State how many lines of the material below contain the string "shirt", treating case as significant. Give only the number.

Data records:
....

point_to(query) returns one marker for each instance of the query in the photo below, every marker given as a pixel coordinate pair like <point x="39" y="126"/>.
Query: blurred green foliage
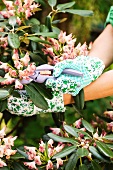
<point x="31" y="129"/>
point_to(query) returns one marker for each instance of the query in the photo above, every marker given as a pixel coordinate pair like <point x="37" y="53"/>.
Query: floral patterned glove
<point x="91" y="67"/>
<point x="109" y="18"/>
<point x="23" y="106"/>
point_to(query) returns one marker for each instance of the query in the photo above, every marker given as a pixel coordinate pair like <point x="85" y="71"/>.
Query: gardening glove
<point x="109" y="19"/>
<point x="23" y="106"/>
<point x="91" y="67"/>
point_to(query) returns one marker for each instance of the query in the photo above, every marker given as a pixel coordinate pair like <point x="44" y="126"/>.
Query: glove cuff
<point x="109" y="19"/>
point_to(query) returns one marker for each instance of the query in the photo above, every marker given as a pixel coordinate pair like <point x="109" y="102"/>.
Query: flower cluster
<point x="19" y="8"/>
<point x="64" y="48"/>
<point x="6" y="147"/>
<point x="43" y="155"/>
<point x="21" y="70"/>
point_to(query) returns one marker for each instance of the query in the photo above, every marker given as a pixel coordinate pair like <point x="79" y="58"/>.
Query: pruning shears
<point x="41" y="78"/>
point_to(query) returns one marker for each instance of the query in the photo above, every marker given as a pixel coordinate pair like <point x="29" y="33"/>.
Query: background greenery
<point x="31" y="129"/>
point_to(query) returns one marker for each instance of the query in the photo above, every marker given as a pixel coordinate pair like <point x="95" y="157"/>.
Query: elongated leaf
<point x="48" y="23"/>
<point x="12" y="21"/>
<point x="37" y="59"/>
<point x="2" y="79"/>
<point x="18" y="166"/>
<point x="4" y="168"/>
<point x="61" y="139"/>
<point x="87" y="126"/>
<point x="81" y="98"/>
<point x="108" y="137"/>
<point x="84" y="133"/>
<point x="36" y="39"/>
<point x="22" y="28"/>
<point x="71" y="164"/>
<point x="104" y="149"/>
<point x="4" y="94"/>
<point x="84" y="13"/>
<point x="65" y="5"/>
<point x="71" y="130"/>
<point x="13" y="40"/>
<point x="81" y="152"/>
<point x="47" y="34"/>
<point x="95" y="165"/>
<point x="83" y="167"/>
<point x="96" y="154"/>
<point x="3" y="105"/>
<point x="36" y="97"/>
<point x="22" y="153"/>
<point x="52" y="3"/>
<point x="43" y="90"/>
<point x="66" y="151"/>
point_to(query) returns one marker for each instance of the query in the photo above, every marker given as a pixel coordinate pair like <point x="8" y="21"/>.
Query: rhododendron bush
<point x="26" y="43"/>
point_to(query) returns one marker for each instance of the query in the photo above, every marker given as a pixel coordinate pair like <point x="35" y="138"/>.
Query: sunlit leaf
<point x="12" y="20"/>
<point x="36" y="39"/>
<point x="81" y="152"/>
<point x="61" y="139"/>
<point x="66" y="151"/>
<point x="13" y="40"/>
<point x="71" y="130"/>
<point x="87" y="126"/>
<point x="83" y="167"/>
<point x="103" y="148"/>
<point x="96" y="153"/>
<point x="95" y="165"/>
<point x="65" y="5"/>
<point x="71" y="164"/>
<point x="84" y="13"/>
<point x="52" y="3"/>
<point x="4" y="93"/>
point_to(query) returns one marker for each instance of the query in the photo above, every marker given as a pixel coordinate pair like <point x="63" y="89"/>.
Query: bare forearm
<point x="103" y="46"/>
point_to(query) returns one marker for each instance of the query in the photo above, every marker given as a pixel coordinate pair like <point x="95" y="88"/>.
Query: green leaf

....

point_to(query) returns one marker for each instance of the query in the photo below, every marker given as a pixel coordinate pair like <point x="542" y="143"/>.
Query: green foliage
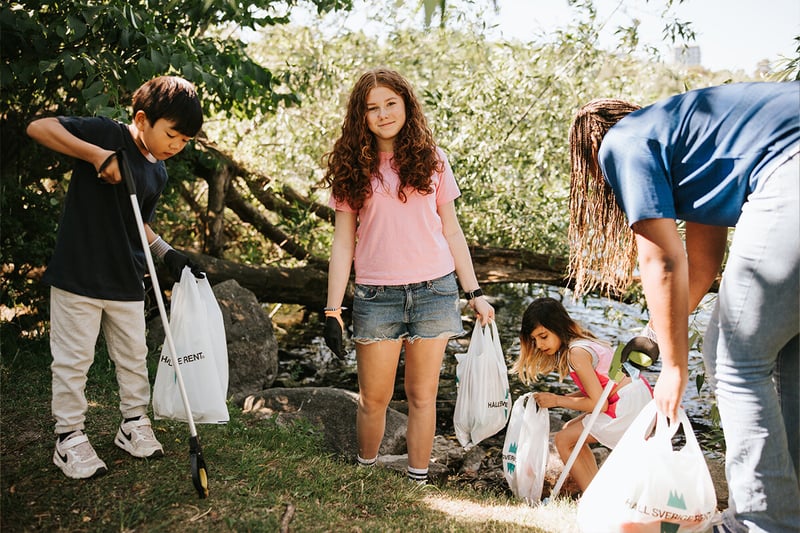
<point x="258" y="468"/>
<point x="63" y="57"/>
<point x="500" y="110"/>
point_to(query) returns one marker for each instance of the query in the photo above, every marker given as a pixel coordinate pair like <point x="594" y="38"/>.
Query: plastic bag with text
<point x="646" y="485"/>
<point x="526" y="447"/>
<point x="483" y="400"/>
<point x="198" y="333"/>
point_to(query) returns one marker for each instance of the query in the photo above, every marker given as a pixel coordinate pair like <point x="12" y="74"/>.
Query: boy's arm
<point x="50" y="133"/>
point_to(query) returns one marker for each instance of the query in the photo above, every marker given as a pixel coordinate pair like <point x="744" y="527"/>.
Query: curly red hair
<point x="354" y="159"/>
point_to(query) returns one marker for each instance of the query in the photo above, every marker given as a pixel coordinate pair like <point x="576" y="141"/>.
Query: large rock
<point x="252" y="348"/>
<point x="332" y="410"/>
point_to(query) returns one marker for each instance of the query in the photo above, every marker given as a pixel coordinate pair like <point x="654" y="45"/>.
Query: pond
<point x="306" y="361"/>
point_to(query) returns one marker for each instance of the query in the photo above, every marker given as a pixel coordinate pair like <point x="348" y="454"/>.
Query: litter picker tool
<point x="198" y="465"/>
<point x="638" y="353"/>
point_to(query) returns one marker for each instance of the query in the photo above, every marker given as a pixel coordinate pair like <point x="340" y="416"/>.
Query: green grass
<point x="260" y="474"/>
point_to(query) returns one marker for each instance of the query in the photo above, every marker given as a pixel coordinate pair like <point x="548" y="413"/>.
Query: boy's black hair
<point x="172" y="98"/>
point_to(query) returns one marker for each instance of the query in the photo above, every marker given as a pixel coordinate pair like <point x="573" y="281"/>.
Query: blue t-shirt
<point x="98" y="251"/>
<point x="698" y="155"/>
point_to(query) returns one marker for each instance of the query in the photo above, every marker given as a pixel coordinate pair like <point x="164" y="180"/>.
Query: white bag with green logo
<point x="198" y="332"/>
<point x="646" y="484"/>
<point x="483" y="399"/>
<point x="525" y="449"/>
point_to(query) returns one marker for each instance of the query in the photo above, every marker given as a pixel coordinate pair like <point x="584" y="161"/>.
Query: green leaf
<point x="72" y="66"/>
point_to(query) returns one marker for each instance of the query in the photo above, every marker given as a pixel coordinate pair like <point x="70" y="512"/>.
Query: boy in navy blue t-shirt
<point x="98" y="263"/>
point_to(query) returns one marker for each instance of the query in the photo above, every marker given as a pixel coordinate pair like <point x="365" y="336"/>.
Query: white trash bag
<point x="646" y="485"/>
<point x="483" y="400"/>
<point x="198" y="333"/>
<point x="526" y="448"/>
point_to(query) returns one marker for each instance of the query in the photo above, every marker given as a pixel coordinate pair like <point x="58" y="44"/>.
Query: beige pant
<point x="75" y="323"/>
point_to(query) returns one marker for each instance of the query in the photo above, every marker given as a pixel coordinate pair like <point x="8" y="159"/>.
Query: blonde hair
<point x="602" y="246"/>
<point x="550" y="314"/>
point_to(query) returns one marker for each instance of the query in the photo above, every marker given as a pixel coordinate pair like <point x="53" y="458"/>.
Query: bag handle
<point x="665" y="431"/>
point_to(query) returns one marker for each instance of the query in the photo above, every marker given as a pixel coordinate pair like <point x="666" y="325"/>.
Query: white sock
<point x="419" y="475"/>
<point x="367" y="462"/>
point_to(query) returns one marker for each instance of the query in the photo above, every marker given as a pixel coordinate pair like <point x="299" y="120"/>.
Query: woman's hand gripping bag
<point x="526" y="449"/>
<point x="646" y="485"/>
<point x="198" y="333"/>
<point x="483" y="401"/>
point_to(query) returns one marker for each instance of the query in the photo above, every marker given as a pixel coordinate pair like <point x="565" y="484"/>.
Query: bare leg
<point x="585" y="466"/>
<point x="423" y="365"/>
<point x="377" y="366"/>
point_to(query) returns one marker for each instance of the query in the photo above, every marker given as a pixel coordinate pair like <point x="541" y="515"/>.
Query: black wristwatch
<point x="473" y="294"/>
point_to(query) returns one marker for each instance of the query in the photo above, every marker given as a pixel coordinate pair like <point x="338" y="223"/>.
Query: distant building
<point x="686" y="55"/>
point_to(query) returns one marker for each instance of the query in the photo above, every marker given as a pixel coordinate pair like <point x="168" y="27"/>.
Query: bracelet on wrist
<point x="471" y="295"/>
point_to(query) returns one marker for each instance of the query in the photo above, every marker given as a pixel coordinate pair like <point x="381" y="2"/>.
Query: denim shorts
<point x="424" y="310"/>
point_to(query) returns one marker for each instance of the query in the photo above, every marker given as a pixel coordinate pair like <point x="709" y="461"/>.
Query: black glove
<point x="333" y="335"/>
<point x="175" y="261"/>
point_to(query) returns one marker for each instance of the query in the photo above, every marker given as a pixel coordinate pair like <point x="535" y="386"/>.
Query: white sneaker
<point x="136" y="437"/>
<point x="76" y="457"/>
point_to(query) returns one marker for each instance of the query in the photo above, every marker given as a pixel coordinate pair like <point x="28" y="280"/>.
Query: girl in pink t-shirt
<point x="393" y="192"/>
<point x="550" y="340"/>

....

- **Output**
3